Dataset items
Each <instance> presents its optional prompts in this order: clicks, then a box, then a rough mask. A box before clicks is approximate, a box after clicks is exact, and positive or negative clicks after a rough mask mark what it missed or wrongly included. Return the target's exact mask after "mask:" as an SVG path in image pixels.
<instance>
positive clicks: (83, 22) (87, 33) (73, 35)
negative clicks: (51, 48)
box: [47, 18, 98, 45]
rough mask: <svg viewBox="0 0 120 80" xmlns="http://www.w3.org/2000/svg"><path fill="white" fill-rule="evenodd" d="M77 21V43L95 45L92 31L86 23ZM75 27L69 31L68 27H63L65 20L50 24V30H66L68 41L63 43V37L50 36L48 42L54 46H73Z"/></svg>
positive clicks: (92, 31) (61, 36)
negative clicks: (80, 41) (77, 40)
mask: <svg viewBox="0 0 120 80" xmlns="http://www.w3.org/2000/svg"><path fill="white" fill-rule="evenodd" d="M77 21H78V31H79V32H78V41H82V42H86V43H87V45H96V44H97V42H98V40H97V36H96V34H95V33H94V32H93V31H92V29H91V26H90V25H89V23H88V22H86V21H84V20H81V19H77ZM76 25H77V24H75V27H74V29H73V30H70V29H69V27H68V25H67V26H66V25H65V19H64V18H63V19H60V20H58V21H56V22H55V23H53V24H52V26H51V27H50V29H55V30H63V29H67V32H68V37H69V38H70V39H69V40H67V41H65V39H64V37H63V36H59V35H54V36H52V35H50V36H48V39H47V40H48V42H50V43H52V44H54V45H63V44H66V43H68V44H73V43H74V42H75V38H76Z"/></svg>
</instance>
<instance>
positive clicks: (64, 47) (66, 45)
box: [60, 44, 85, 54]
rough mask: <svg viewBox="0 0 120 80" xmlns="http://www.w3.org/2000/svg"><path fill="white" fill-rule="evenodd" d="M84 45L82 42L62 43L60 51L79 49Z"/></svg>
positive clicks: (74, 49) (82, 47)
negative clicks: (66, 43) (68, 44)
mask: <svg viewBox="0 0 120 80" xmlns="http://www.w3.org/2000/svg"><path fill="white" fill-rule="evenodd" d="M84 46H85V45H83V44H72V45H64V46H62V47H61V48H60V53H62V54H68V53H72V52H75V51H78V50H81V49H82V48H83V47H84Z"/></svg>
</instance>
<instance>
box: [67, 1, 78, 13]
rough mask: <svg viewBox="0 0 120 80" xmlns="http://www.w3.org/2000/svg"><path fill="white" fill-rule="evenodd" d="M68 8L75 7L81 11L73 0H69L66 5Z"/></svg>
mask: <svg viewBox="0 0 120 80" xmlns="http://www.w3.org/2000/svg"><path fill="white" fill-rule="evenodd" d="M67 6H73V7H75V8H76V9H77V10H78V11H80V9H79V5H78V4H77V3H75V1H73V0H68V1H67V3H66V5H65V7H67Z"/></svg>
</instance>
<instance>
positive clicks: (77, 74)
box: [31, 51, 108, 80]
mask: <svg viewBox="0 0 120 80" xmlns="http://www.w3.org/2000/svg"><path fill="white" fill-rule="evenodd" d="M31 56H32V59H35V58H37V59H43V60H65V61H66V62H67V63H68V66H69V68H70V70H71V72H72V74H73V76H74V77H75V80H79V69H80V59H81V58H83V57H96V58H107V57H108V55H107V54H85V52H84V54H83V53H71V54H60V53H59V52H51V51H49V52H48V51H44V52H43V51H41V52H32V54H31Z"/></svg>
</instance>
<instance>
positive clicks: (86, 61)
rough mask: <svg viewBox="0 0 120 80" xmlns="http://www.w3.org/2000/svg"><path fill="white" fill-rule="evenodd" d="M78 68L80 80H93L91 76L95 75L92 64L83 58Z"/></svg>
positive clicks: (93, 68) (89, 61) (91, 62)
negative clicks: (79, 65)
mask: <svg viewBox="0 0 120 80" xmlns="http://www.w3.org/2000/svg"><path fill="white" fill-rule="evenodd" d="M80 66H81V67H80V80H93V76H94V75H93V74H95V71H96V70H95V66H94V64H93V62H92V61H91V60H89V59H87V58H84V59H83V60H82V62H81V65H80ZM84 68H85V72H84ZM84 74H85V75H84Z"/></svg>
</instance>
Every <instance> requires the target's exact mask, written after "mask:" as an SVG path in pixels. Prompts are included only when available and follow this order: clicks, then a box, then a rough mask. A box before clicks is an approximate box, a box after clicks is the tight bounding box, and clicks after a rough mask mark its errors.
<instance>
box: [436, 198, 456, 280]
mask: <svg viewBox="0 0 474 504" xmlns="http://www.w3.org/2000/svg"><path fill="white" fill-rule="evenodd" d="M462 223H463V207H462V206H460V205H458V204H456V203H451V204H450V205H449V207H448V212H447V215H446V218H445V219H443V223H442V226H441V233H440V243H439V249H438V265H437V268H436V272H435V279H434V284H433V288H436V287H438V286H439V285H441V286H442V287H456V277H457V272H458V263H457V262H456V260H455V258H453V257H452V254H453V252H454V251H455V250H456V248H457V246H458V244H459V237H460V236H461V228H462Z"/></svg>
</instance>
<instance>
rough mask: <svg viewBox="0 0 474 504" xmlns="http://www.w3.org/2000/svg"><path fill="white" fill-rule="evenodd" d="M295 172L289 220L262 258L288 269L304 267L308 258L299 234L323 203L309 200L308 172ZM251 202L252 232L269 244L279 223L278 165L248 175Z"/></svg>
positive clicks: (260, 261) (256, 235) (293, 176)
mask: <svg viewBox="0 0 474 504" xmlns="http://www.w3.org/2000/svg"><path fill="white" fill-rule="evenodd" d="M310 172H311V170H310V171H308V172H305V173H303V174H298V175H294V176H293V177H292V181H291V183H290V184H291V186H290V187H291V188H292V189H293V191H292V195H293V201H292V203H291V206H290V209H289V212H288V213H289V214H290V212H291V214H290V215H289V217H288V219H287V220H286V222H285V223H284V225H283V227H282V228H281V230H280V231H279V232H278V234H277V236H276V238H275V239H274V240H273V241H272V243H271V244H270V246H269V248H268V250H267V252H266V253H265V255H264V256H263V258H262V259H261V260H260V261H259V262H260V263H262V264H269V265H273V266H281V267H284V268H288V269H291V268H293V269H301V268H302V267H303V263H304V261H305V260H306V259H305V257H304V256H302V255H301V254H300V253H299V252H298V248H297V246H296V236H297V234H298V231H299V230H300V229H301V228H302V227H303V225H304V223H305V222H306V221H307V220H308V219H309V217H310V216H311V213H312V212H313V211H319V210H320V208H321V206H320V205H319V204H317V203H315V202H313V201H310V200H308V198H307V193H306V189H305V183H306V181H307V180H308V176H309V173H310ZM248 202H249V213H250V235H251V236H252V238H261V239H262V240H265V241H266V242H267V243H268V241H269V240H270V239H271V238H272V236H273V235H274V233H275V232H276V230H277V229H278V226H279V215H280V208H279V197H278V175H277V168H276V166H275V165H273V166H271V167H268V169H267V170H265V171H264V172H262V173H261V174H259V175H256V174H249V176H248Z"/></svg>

Task objective
Every line in the data that holds the string "after" should be returned.

Reply to the task
Each <instance> presents its optional prompts in this order: clicks, then a box, then a rough mask. A box before clicks is approximate, a box after clicks is exact, and positive or negative clicks after a rough mask mark what it missed or wrongly included. Return the target's exact mask after "mask:" as an SVG path in image pixels.
Every <instance> requires the target's exact mask, written after "mask:" as an SVG path in pixels. Prompts are included only when available and follow this order: clicks, then a box, then a rough mask. A box before clicks is an approximate box, a box after clicks is the tight bounding box, and clicks after a rough mask mark its errors.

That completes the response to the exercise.